APPLY WHAT YOU READ
1 – Render this sentence from the blog post into Spanish: "I don’t read or write fan fiction, so don’t expect to ever see a full version of this, but this idea did make me very happy."
2 – The blog post gives examples of "impossible" things a reader might be asked to believe. List every one of them.
3 – Update the stretch of the blog post from "Unfortuantely, I don’t" through "if so, what?", writing "robots" in place of "aliens".

TEXT SEGMENT

= Beginning of Section =

In fact, after this, I thought up a little scenario that I wish would have happened at the beginning of Prisoner of Azkaban instead of what did happen, in which Vernon Dursley shows up at a mental institution attempting to get “help” for his “poor nephew” who thinks he’s a wizard.  Some things I envisioned: 1. The psychologist examining Harry’s wand and trying to determine why Harry developed such an attachment to it.  2. The psychologist reading Harry’s essay on the futility of medieval witch burning and admiring Harry’s imagination.  3. Harry attempting to pretend he doesn’t really think he’s a wizard at all, but then slipping up. (“No, wait! You can’t take that!  That’s my homework!”  “Oh, so now you’re saying you do go to wizarding school.”)  4. On the way to his padded cell, Harry escapes (with the use of magic), and then has to run from both the wizarding and muggle police just as he did after blowing up his “aunt” in the actual book.  I don’t read or write fan fiction, so don’t expect to ever see a full version of this, but this idea did make me very happy.

But it also made think just a bit.  If you’re writing a story where the unbelievable is happening, and only some people know about it, how do get your characters who are “in on” the fantasy elements of the story to convince the other characters it’s true?  If they want to confide in somebody, and of course they do, then what will it take to convince their friends not to start calling the psychologists on their behalf?

Unfortuantely, I don’t think I have an answer to this one, since I think it’s probably different for every character.  So help me out with this.  What would it take for you personally to believe that something “impossible” was happening?  That the aliens had landed… or fairies existed and were hiding out in the woods… or there was a doorway to Middle-earth in the cupboard under the sink….  Is there any circumstance in which you would believe it (or consider believing it) before you actually saw it, and if so, what?

= End of Section =

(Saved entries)
= Beginning of Section =

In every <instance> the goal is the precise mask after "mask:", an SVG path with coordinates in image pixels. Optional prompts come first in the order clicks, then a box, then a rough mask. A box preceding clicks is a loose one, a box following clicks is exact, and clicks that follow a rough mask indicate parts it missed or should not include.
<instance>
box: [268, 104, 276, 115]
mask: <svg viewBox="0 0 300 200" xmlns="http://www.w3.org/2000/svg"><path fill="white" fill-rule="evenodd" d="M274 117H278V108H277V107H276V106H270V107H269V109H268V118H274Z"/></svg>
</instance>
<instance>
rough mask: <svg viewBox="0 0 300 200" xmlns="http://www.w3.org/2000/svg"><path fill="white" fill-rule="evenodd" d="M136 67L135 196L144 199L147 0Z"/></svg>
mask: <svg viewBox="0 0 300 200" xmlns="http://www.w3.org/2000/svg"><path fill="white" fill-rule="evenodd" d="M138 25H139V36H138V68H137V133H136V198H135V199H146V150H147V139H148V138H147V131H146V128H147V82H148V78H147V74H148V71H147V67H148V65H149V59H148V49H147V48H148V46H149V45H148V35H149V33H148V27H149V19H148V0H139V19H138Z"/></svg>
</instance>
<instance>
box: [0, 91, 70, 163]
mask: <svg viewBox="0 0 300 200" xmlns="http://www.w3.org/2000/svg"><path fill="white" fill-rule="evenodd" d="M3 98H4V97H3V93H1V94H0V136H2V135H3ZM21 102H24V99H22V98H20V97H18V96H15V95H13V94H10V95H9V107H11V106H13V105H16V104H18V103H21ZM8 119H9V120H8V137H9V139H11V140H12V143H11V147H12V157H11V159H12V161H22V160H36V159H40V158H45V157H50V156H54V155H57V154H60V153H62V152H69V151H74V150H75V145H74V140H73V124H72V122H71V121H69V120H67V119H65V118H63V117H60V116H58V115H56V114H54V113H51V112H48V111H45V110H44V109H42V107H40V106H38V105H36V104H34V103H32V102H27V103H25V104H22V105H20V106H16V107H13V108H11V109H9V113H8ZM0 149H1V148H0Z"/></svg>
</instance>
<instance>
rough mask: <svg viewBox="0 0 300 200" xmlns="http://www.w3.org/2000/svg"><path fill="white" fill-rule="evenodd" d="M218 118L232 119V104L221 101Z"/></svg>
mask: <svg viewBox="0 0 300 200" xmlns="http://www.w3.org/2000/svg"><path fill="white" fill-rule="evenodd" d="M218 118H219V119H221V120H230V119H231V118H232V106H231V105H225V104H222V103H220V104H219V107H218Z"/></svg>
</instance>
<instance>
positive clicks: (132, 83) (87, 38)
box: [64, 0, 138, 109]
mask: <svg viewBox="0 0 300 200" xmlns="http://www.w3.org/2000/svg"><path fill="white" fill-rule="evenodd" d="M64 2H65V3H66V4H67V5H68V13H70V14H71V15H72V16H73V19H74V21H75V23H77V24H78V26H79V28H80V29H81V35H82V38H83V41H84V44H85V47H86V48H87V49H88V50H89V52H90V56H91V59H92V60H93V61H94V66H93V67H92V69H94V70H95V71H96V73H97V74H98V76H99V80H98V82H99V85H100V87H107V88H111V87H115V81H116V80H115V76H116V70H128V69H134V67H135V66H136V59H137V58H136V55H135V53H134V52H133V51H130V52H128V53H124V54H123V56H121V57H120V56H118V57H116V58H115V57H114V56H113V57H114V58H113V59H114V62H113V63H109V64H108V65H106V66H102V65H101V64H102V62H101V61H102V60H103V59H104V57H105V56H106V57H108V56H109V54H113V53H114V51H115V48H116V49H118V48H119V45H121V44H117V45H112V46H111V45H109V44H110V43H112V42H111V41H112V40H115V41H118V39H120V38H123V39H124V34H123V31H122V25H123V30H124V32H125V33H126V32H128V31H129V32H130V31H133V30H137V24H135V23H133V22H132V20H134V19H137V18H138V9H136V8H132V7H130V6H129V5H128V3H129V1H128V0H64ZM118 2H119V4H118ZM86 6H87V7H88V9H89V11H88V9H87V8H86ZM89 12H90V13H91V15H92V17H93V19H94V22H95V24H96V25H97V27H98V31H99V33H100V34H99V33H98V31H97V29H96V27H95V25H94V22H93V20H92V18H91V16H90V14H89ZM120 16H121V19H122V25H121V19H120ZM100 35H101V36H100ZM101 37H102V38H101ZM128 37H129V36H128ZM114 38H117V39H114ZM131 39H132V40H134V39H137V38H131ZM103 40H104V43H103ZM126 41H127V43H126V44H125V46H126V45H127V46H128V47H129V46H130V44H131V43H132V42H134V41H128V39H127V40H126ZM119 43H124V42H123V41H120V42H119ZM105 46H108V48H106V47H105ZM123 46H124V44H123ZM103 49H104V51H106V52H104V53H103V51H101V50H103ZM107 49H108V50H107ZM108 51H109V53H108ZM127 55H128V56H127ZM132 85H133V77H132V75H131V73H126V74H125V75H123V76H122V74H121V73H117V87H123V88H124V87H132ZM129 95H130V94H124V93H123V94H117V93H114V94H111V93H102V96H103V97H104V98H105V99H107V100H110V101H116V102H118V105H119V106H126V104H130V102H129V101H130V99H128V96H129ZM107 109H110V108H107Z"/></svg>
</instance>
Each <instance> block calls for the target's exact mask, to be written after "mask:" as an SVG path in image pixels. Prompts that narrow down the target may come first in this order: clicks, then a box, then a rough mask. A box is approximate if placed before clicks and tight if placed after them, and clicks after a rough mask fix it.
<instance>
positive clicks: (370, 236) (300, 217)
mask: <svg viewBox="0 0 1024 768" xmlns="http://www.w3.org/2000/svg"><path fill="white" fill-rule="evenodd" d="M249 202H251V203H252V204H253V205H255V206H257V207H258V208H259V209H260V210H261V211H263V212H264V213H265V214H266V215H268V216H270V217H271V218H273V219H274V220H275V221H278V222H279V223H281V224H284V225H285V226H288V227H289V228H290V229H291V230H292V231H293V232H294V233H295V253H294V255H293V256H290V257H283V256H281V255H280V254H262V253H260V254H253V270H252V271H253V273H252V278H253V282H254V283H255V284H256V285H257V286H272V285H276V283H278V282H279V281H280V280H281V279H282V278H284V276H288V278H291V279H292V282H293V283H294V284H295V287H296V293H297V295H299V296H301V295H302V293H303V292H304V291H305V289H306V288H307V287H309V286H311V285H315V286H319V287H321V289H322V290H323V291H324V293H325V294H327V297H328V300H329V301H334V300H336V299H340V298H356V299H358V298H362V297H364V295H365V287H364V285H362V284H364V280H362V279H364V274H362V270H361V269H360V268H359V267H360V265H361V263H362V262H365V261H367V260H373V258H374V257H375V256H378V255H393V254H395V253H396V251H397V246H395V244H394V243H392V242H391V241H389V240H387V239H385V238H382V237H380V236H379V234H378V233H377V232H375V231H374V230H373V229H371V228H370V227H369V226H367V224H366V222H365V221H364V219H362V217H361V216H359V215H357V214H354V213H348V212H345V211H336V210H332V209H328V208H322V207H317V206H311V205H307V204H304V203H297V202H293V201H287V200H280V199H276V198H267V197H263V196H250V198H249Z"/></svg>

= End of Section =

RESULTS OF THE EXERCISE
1 – No leo ni escribo fan fiction, así que no esperen ver nunca una versión completa de esto, pero esta idea sí me hizo muy feliz.

2 –
- The aliens had landed.
- Fairies existed and were hiding out in the woods.
- There was a doorway to Middle-earth in the cupboard under the sink.

3 –
Unfortuantely, I don’t think I have an answer to this one, since I think it’s probably different for every character.  So help me out with this.  What would it take for you personally to believe that something “impossible” was happening?  That the robots had landed… or fairies existed and were hiding out in the woods… or there was a doorway to Middle-earth in the cupboard under the sink….  Is there any circumstance in which you would believe it (or consider believing it) before you actually saw it, and if so, what?